# SHORT PROBLEM:
The data must be written out once more, precisely as given.

# EXERCISE MATERIAL:
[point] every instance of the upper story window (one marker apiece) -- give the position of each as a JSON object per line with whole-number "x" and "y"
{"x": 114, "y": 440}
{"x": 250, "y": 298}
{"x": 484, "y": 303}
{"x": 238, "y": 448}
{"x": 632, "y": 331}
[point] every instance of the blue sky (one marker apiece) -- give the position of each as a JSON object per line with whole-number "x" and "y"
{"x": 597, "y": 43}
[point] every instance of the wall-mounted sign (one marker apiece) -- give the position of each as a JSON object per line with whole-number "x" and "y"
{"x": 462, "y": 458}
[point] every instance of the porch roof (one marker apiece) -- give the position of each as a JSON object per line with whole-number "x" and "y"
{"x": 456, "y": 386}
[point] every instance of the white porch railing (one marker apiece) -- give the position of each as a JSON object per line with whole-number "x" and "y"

# EXPECTED ANSWER:
[point] every instance of the upper story window (one marker apiece) -- give the position of each as a JSON object per line with whole-number "x" and "y"
{"x": 114, "y": 440}
{"x": 250, "y": 298}
{"x": 484, "y": 303}
{"x": 238, "y": 448}
{"x": 632, "y": 331}
[point] every instance of the blue sky (one marker apiece) -- give the position of each as a JSON object per line with whole-number "x" and "y"
{"x": 597, "y": 43}
[point] every instance of the wall-mounted sign (one marker apiece) -- give the position of each as a JSON object per line with whole-number "x" and "y"
{"x": 462, "y": 458}
[point] every instance of the porch roof (one marker apiece) -- give the position of each as a JSON object per line with whole-number "x" and "y"
{"x": 456, "y": 386}
[point] every instance of the white porch railing (one marker apiece) -- give the position of each as a JSON object per line with whole-number "x" and "y"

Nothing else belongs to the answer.